[Segmentation mask data]
----------
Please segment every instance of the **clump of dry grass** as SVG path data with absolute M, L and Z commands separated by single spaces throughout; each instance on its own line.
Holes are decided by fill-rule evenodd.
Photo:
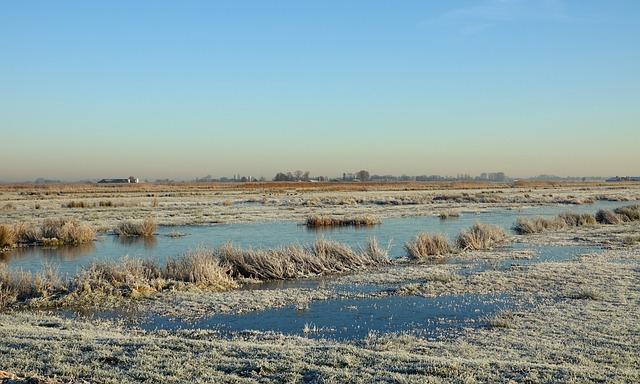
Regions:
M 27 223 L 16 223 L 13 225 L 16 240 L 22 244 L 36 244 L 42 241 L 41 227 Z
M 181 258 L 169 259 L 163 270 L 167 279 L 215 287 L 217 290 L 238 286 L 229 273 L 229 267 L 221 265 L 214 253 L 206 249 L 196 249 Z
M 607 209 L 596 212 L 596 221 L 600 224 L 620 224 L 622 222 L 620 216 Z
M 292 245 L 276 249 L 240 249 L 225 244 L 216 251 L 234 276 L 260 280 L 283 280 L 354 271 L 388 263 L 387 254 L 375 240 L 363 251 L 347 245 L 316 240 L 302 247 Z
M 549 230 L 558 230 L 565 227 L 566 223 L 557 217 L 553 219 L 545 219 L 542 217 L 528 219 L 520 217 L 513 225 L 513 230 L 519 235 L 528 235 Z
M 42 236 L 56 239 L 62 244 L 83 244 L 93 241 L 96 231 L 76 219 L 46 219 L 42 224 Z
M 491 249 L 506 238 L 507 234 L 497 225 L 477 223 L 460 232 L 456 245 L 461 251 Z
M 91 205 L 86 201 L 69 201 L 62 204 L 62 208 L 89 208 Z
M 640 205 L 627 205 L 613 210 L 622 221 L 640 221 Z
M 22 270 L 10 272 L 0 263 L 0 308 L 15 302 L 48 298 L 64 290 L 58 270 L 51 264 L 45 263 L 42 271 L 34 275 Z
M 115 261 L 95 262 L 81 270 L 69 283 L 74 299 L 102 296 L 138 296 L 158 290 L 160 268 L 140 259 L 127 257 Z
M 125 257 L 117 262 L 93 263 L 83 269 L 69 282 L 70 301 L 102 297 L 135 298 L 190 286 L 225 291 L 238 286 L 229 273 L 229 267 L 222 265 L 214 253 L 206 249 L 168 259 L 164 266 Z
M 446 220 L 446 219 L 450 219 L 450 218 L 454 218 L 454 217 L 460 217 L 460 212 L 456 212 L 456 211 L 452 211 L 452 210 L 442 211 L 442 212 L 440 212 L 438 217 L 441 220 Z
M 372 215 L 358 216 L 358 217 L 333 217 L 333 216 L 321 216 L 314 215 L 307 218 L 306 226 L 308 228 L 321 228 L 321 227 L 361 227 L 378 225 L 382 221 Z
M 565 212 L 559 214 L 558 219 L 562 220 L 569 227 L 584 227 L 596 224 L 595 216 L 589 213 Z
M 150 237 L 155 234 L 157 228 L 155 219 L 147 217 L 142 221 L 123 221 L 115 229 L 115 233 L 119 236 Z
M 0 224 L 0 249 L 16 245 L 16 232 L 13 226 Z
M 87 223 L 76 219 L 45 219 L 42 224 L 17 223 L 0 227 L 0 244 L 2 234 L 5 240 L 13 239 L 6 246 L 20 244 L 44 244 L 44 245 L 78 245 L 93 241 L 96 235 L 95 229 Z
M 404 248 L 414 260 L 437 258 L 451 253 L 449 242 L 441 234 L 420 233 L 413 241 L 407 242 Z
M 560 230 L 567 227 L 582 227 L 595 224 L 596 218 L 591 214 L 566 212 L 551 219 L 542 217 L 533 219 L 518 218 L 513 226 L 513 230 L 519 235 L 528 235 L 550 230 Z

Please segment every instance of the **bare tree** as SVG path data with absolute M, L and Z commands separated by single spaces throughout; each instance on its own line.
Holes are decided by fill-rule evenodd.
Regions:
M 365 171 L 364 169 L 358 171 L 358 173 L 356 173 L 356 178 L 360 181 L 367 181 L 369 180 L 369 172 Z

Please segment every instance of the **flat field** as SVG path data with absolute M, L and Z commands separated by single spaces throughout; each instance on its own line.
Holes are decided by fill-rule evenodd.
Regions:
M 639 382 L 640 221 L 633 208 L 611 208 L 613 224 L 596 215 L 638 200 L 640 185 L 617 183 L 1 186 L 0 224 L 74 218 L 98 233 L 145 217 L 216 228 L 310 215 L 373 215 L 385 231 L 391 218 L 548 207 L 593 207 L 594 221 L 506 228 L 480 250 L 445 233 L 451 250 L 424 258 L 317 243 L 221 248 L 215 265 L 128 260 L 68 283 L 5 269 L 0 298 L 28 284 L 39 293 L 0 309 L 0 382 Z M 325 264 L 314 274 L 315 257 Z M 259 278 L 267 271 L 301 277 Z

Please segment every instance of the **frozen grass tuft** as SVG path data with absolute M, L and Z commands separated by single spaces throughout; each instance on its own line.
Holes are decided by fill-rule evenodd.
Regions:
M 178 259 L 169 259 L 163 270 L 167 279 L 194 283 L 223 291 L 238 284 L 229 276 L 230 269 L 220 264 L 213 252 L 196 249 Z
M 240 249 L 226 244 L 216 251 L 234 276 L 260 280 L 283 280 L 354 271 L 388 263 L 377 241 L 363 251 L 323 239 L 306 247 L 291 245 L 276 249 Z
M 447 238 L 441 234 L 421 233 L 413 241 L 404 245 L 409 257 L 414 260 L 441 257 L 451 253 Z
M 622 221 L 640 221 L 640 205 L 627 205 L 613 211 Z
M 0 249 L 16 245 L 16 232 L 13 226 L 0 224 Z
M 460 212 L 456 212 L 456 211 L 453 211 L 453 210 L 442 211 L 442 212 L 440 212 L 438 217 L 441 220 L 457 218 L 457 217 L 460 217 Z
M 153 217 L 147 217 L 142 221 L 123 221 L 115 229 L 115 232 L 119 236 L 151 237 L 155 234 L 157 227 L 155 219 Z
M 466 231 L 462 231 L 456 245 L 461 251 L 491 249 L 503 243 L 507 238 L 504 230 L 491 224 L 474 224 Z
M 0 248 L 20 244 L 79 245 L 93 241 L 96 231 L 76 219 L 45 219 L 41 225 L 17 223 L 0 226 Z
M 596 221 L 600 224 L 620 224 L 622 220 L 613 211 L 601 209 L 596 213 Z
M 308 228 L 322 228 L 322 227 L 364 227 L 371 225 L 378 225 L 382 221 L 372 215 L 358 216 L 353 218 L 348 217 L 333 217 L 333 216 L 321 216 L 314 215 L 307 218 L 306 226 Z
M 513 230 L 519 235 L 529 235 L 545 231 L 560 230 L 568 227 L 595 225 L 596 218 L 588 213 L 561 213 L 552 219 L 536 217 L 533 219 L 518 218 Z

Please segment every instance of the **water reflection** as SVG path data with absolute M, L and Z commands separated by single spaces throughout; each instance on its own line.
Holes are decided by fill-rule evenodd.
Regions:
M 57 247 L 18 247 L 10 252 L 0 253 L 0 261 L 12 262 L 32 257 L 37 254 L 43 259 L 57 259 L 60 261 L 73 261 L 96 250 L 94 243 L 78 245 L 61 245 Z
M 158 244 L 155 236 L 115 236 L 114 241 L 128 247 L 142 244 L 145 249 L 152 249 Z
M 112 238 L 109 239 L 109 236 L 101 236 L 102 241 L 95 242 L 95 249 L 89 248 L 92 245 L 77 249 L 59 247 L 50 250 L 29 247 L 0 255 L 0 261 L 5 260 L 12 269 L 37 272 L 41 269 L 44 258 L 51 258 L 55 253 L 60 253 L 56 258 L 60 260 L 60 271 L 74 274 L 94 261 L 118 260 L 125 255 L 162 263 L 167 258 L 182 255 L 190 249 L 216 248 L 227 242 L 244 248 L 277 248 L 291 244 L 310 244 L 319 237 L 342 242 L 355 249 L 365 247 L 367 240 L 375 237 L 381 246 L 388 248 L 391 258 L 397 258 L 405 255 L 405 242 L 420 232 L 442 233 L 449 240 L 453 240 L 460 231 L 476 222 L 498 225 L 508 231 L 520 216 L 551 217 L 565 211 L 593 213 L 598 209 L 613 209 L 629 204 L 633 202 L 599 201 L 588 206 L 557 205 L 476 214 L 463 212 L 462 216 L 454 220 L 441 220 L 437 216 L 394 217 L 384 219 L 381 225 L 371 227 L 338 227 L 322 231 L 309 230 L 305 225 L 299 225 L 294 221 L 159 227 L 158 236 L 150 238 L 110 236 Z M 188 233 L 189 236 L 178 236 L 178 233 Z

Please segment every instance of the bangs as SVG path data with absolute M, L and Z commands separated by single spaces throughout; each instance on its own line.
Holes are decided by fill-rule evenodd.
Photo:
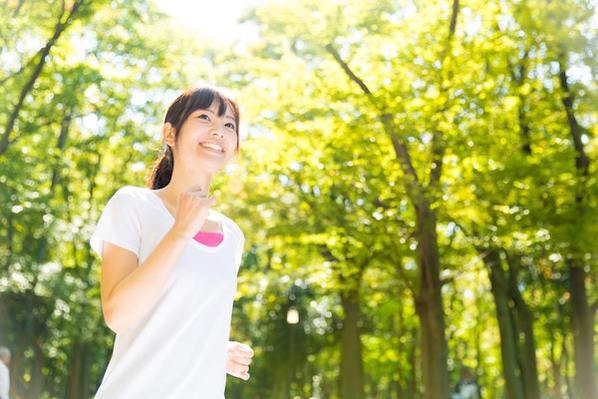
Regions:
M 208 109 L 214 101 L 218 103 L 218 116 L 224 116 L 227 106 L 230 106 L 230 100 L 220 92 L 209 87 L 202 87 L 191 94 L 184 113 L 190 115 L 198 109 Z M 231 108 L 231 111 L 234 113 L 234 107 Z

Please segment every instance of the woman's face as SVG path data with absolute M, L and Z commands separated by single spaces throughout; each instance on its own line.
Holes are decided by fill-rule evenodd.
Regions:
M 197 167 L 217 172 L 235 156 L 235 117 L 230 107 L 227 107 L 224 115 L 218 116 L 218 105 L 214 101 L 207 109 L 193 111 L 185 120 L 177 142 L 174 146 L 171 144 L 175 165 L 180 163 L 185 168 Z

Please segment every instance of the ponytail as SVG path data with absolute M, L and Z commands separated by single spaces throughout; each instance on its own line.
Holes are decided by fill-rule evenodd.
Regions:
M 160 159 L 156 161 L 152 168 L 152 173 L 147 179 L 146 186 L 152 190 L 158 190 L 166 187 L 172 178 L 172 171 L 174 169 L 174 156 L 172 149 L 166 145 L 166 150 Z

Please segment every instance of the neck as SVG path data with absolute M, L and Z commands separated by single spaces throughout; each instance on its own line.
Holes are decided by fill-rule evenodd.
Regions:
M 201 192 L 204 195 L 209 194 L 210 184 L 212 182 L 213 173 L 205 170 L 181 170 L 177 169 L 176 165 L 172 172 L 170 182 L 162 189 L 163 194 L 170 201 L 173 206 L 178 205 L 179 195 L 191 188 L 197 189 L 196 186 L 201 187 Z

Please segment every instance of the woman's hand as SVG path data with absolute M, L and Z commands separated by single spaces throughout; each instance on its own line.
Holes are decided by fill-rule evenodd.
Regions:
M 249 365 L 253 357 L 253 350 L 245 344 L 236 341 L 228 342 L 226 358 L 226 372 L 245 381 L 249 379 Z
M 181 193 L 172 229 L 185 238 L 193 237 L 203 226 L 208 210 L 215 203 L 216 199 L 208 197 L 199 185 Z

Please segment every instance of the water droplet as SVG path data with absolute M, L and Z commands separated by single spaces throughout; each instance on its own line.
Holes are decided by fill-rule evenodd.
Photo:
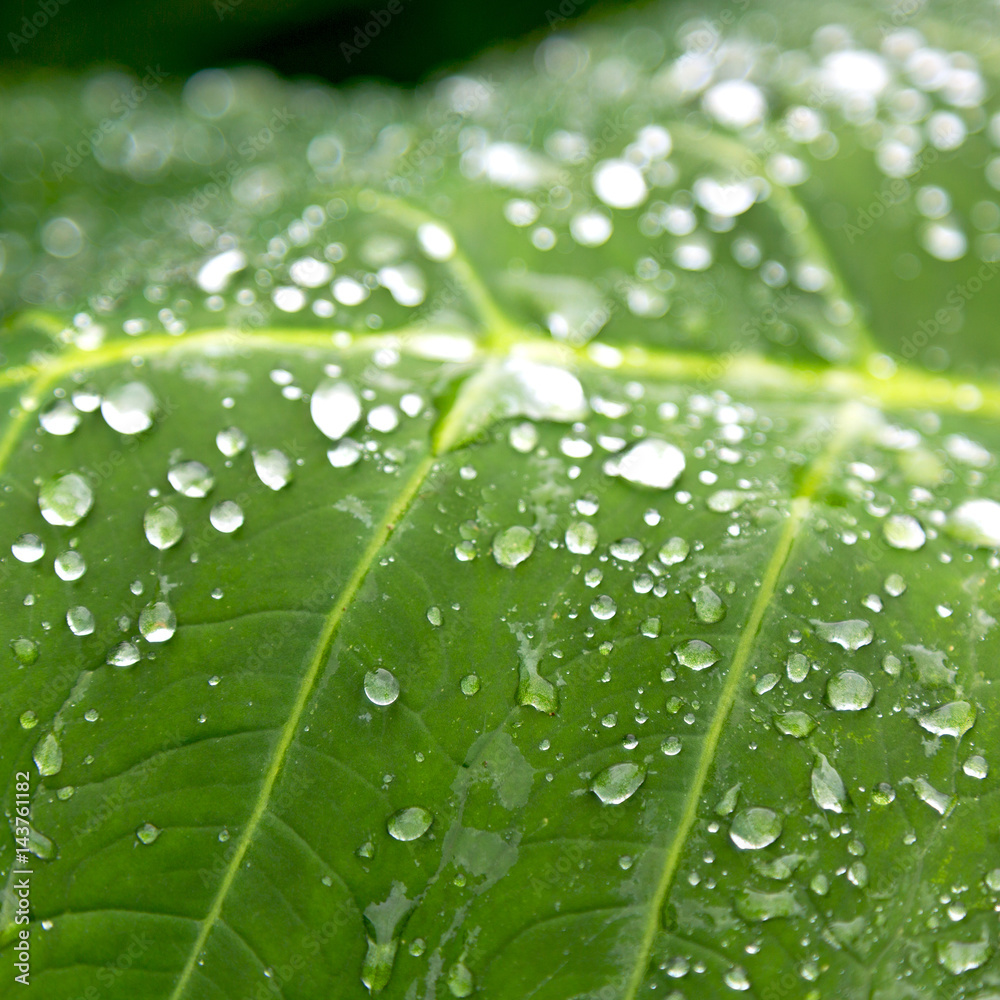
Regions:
----------
◆ **EXERCISE INSTRUCTIONS**: State how many lines of the records above hold the word "woman", adding nothing beyond the number.

◆ **RESULT OF THE EXERCISE**: 2